▶ Work item
Decide whether each statement agrees with the microkernel text below, answering yes or no and quoting the deciding words exactly: (a) The MINIX 3 microkernel has approximately 12,000 lines of code. (b) The RC 4000 Multiprogramming System was completed in 1967. (c) The nucleus of the RC 4000 Multiprogramming System had a built-in strategy for program execution and resource allocation.

▶ Selected text
Microkernels often have less source code than monolithic kernels. The MINIX 3 microkernel, for example, has only approximately 12,000 lines of code.

==History==
Microkernels trace their roots back to Danish computer pioneer Per Brinch Hansen and his tenure in Danish computer company Regnecentralen, where he led software development efforts for the RC 4000 computer. In 1967, Regnecentralen was installing a RC 4000 prototype in the Zakłady Azotowe Puławy fertilizer plant in Poland. The computer used a small real-time operating system tailored for the needs of the plant. Brinch Hansen and his team became concerned with the lack of generality and reusability of the RC 4000 system. They feared that each installation would require a different operating system, so they investigated novel and more general ways of creating software for the RC 4000.
In 1969, their effort resulted in the completion of the RC 4000 Multiprogramming System. Its nucleus provided inter-process communication based on message-passing for up to 23 unprivileged processes, out of which 8 at a time were protected from one another. It further implemented scheduling of time slices of programs executed in parallel, initiation and control of program execution at the request of other running programs, and initiation of data transfers to or from peripherals. Besides these elementary mechanisms, it had no built-in strategy for program execution and resource allocation. This strategy was to be implemented by a hierarchy of running programs in which parent processes had complete control over child processes and acted as their operating systems.

▶ Data
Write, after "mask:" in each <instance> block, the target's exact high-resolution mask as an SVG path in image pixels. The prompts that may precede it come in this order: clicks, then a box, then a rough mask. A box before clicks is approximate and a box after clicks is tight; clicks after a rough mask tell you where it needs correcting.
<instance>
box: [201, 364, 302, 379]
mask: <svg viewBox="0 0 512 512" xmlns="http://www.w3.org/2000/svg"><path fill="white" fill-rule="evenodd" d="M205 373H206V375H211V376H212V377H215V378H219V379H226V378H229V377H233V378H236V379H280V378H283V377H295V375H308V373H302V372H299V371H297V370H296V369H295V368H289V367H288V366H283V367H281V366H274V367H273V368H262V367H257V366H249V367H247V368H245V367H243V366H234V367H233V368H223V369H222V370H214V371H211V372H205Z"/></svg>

▶ Answer area
(a) Yes: "The MINIX 3 microkernel, for example, has only approximately 12,000 lines of code."
(b) No: "In 1969, their effort resulted in the completion of the RC 4000 Multiprogramming System."
(c) No: "it had no built-in strategy for program execution and resource allocation."